● Problem statement: Reproduce the data word for word, beginning at its start and ending after the line that contains "228 87 240 91". Omit the pictures from your reproduction.

— Start Given data —

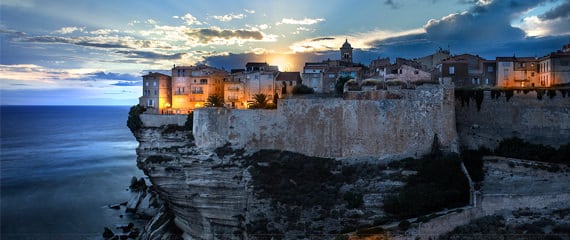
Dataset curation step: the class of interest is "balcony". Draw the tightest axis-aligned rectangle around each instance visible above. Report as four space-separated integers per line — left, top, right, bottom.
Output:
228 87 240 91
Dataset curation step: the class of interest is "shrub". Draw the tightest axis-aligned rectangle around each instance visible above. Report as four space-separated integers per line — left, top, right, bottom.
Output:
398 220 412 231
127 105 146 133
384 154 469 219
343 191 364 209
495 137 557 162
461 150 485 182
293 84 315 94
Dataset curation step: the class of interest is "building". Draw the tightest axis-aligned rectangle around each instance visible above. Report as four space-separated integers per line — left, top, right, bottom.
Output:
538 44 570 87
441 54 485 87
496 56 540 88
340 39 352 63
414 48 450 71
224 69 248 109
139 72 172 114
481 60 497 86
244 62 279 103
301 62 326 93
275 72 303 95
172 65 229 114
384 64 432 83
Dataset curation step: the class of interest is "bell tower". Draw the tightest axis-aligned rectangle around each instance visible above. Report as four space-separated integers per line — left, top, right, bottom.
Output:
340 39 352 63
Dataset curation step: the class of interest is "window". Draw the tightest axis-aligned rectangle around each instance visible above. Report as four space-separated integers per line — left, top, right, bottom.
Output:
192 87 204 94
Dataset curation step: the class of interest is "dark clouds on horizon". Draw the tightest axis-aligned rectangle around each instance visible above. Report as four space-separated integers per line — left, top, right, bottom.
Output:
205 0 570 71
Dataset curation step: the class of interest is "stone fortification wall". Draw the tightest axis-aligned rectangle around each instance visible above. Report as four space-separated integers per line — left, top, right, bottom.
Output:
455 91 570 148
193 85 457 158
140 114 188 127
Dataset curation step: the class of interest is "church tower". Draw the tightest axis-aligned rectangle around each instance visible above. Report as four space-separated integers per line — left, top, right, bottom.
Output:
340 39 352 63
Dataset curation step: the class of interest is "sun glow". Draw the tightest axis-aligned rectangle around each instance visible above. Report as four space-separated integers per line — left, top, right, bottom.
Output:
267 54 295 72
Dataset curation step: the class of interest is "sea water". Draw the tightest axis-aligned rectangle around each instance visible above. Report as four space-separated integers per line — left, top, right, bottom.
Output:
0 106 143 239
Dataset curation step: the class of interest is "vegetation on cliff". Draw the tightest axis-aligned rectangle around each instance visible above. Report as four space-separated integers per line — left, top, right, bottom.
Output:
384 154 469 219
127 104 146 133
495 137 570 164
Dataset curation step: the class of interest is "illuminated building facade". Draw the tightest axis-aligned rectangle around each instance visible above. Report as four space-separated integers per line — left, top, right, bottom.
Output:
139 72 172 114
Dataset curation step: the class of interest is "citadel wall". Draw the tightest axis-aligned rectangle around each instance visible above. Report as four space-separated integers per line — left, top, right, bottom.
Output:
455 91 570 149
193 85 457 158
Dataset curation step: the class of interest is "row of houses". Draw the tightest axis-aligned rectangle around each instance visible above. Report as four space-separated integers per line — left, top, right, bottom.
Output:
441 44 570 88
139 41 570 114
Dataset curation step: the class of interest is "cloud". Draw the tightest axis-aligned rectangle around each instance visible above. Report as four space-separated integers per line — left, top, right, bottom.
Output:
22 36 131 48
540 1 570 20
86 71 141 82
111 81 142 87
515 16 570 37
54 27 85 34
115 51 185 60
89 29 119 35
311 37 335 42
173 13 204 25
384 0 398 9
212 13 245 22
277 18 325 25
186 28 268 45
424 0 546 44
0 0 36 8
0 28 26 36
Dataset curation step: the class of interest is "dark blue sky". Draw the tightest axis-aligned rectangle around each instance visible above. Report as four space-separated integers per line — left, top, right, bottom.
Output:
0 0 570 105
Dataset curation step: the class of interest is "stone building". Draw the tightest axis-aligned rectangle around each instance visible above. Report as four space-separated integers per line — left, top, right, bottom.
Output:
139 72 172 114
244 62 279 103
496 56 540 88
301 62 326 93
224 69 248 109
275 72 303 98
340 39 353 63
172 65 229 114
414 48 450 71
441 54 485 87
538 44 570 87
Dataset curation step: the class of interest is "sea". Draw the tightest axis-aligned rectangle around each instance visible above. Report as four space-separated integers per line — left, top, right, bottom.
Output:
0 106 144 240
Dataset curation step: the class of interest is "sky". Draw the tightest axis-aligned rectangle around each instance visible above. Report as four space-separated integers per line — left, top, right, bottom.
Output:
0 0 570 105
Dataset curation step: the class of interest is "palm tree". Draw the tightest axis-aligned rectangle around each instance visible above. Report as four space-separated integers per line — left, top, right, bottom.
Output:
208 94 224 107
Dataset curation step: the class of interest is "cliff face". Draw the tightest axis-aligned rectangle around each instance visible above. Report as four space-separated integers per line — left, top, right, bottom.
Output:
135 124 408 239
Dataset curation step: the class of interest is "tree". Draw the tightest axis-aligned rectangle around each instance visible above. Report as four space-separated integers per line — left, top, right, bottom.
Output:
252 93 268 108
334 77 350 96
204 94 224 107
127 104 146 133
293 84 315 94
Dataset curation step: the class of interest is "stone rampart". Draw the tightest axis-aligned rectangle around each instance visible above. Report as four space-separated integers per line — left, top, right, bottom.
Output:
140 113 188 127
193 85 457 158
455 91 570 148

— End Given data —

● The reply:
Dataset curation step: the class of interest is "balcony". Draw the tightest axis-aligned rectangle around each instance visible above. Report as four space-separated integers per line — left, top, right, bottom.
Output:
228 87 240 91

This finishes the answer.